====== Task input

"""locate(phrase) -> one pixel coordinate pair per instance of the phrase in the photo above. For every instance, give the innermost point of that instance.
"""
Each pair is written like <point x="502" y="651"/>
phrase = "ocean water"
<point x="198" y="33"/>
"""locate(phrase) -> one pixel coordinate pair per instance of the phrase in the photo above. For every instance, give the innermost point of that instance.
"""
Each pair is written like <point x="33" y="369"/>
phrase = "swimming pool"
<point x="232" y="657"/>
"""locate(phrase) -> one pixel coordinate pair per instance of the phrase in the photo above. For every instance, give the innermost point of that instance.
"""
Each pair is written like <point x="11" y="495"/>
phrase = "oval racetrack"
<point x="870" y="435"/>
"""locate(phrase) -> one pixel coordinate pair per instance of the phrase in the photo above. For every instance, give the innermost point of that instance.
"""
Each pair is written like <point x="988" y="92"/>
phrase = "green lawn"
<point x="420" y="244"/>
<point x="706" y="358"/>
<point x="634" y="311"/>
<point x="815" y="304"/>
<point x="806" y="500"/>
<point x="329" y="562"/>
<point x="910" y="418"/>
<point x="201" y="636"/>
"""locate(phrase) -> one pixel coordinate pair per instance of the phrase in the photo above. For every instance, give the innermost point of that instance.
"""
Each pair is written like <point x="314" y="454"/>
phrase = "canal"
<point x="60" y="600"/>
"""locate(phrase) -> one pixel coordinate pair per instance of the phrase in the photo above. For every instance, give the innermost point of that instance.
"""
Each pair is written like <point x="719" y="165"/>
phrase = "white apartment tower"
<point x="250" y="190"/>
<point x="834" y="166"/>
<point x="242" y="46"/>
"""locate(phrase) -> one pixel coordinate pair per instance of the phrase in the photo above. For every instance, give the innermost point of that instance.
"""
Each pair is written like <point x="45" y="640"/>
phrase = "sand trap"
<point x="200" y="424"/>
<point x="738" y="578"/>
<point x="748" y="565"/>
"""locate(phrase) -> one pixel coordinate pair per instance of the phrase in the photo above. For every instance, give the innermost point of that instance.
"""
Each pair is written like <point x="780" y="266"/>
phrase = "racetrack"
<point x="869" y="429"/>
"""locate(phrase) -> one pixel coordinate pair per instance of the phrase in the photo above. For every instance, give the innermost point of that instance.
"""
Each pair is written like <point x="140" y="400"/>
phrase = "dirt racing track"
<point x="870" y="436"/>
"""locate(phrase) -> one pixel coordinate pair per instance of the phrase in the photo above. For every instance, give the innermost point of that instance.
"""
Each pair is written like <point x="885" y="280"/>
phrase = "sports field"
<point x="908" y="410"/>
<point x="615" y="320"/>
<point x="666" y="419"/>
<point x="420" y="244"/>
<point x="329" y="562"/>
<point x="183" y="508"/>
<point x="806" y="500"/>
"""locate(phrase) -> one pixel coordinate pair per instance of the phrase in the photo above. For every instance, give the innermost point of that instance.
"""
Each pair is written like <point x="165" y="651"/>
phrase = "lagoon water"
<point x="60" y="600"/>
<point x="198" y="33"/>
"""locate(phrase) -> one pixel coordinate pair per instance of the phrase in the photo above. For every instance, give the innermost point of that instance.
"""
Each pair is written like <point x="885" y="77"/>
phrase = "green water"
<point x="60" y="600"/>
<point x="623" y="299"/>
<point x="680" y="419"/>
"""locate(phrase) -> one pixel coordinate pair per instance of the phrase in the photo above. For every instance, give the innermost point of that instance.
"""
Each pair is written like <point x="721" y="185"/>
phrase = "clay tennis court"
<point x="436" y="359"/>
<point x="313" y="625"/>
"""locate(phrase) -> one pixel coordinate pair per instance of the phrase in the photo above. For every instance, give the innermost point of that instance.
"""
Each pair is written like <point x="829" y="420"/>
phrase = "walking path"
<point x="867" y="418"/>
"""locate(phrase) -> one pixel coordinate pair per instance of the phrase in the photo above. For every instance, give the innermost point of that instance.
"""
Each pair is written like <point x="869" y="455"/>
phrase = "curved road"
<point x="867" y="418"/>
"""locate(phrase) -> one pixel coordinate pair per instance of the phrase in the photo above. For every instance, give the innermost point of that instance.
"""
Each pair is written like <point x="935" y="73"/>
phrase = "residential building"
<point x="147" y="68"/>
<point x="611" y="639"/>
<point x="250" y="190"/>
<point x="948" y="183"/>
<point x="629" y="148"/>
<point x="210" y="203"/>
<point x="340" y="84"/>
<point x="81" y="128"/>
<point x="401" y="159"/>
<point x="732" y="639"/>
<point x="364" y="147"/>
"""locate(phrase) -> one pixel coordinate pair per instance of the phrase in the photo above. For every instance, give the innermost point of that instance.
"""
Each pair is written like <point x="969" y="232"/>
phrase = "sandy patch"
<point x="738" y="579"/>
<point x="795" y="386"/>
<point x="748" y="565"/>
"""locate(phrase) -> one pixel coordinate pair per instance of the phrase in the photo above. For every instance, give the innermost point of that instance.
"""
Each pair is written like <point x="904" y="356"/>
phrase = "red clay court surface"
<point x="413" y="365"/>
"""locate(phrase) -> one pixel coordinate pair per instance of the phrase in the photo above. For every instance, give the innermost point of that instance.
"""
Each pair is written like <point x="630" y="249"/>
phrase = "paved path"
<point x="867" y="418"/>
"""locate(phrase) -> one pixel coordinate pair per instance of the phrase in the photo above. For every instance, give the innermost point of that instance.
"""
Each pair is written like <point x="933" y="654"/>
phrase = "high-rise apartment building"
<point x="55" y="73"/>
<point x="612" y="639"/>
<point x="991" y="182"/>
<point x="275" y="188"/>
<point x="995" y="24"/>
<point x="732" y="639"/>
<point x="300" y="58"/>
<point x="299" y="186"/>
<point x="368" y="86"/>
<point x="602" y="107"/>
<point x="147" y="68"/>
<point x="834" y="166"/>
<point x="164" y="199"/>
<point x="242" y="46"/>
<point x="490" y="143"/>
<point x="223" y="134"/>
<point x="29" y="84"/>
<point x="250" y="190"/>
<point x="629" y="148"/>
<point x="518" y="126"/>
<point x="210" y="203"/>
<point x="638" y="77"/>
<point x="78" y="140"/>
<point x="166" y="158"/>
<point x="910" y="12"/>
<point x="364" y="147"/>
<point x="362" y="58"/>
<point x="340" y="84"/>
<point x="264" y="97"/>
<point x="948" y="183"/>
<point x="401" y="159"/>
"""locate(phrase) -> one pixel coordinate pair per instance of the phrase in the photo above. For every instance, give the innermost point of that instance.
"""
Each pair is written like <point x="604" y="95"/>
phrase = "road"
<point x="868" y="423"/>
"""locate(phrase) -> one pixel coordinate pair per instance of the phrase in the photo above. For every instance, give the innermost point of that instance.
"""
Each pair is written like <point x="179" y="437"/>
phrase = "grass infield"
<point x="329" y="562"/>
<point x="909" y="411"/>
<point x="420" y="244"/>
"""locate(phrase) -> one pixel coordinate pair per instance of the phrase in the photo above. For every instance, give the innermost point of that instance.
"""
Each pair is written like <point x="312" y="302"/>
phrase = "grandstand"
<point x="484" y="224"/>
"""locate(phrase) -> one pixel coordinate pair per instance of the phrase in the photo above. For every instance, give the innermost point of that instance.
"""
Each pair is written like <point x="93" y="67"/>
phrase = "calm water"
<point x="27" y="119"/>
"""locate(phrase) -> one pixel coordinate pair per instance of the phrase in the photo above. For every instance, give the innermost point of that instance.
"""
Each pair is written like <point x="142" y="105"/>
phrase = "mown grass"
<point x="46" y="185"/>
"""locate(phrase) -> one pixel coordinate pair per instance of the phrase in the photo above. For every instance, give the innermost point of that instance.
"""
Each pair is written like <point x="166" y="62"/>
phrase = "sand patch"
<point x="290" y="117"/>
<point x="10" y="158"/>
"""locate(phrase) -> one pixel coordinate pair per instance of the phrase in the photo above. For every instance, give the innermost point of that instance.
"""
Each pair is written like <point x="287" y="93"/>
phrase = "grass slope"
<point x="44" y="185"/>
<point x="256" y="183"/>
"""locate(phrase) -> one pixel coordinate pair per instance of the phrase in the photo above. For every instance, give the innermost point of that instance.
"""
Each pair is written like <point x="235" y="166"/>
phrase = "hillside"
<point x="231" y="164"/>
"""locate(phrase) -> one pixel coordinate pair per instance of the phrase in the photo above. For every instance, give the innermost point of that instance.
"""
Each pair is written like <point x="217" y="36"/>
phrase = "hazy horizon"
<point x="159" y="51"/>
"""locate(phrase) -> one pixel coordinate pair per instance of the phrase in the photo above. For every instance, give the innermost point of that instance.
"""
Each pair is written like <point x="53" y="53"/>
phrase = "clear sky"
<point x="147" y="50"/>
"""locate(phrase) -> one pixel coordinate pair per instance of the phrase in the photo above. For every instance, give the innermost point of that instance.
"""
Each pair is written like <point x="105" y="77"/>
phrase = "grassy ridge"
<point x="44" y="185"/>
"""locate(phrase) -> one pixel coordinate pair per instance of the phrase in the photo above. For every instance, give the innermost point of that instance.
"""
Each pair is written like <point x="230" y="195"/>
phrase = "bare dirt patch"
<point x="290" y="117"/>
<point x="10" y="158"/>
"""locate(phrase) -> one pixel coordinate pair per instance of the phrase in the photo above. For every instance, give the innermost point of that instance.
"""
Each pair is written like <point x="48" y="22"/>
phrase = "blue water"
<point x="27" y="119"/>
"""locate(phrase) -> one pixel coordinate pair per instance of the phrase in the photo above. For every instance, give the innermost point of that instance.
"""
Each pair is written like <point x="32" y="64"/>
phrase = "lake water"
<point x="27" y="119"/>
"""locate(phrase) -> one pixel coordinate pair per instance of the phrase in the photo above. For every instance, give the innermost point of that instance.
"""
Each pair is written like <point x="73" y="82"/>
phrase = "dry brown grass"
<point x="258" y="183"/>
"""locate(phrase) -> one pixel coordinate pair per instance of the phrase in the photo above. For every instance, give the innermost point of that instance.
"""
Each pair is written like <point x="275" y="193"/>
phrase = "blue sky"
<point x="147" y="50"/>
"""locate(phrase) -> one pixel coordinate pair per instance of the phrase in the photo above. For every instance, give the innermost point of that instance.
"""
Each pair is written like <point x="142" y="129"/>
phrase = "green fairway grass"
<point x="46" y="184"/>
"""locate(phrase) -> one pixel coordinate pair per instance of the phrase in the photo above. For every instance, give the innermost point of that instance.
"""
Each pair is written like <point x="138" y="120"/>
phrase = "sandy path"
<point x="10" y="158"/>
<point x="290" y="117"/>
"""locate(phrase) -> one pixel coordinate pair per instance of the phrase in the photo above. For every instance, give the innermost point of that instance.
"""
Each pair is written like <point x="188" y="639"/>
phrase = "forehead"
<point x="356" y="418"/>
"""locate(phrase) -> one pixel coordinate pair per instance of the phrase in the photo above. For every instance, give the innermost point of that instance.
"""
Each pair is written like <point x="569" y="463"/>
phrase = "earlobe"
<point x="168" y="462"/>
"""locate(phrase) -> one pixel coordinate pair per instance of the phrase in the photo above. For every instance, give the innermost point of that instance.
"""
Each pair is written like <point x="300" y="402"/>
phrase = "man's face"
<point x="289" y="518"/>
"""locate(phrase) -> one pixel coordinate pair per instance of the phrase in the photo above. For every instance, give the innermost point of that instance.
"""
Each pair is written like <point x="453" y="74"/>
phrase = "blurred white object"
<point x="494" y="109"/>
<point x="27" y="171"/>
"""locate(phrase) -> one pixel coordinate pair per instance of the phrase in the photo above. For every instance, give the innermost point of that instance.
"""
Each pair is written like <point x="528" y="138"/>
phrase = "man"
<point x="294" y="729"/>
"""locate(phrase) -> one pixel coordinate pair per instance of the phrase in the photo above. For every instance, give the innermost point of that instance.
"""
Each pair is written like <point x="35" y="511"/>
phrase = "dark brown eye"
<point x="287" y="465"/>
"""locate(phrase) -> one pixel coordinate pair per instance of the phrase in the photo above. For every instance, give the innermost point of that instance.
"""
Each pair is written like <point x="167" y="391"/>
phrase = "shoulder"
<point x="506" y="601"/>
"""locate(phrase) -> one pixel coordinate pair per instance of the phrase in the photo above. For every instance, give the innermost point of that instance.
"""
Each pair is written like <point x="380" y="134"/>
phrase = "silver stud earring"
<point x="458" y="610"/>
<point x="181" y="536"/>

============

--- What you are asked to do ---
Collect every line of the data above that contains the string "dirt", treating uppercase and lowercase as different.

--- Response ---
phrase = "dirt racing track"
phrase = "bare dirt patch"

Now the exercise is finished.